▶ [Aim of the task] Filter the rows below, copying out every line that contains the word "white".

Some rows
[start]

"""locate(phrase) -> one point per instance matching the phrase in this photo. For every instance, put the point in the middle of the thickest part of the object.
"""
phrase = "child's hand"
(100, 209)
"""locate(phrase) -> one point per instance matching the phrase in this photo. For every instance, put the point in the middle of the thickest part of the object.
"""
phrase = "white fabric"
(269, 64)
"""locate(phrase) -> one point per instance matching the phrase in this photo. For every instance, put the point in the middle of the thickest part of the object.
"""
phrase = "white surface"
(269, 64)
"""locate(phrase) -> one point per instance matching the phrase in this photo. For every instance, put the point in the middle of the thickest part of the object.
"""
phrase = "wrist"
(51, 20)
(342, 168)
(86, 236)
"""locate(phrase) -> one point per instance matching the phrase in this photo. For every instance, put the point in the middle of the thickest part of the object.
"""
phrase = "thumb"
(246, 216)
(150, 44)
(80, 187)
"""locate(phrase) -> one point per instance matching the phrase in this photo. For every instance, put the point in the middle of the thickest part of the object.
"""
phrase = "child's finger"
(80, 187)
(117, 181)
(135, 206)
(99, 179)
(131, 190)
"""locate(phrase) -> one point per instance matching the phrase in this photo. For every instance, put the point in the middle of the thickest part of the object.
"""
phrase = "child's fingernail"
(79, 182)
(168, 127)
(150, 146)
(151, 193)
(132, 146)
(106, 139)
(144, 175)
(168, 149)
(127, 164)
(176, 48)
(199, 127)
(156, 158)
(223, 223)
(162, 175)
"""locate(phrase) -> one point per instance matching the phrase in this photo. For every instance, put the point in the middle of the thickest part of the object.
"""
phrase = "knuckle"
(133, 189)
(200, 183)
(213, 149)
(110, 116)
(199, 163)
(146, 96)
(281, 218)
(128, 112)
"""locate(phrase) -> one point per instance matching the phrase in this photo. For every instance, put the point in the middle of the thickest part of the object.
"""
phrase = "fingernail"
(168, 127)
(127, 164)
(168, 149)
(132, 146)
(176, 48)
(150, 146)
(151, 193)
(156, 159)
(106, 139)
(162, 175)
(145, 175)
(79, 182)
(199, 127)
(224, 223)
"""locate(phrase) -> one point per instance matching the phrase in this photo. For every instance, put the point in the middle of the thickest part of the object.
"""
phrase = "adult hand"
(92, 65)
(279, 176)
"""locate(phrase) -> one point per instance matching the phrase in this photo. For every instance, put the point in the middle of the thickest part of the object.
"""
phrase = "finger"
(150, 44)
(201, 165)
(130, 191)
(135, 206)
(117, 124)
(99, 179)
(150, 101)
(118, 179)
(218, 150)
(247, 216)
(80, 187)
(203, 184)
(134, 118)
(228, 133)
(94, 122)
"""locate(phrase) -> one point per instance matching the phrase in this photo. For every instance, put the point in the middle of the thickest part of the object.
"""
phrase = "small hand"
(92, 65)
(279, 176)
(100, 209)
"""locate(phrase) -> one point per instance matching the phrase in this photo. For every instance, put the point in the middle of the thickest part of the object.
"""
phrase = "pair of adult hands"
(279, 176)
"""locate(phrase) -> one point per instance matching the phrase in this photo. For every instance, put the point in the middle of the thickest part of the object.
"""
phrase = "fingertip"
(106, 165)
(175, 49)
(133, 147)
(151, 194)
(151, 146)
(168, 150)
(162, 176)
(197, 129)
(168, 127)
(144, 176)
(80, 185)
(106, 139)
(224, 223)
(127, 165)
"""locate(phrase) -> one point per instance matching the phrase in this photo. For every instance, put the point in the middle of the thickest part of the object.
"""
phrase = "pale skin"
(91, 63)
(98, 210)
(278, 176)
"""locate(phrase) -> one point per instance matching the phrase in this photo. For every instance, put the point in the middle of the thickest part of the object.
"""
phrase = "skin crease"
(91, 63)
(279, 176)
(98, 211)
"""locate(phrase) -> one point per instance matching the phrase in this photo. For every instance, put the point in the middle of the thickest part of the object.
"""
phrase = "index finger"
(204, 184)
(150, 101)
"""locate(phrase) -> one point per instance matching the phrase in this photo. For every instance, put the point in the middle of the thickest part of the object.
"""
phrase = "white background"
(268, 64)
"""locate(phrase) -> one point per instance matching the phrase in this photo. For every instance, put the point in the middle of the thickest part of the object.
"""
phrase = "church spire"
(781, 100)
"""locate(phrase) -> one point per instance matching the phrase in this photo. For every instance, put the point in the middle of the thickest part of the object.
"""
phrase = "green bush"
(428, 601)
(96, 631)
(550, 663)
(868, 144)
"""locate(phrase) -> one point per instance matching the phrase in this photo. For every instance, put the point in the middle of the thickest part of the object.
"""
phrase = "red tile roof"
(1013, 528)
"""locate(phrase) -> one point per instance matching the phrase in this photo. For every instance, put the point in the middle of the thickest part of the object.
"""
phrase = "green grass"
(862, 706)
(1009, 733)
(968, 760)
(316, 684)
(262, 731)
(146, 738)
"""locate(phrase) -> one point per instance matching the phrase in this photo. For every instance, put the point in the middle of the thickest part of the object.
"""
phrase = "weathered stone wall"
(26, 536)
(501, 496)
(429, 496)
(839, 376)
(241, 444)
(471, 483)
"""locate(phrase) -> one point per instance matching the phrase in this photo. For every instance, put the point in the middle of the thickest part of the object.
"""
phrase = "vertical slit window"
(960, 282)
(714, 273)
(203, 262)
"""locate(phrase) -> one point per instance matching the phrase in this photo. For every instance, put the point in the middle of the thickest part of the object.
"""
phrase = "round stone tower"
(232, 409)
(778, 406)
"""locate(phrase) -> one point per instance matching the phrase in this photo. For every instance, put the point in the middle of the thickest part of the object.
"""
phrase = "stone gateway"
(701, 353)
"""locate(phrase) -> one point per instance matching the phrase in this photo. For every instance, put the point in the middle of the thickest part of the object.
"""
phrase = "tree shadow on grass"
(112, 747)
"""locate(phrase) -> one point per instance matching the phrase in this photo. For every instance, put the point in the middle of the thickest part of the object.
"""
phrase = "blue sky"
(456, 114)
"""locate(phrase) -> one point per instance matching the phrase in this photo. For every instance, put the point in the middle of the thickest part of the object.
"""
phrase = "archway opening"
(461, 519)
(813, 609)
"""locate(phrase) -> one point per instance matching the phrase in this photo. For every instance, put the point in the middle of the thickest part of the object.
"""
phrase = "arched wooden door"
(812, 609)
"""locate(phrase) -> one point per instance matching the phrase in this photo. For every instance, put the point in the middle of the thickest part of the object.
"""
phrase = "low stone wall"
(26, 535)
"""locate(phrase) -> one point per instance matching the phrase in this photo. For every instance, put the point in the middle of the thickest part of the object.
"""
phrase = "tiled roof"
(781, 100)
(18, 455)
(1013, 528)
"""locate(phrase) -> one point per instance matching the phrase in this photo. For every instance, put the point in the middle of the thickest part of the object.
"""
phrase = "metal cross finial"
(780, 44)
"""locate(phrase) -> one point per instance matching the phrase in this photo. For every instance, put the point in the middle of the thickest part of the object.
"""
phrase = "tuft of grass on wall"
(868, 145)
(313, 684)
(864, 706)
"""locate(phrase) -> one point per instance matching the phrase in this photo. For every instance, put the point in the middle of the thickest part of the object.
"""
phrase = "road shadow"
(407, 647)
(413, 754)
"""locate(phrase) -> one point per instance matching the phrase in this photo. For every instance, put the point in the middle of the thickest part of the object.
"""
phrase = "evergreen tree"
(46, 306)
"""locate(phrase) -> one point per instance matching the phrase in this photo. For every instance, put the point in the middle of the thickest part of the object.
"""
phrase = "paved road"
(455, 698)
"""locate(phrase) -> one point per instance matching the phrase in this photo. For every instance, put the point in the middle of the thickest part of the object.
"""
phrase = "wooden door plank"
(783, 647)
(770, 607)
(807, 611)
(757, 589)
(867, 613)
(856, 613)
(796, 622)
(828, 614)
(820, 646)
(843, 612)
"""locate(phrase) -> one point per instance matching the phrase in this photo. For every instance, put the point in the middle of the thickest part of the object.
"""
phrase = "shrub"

[end]

▶ [Response to the exercise]
phrase = "white fabric"
phrase = "white surface"
phrase = "white background"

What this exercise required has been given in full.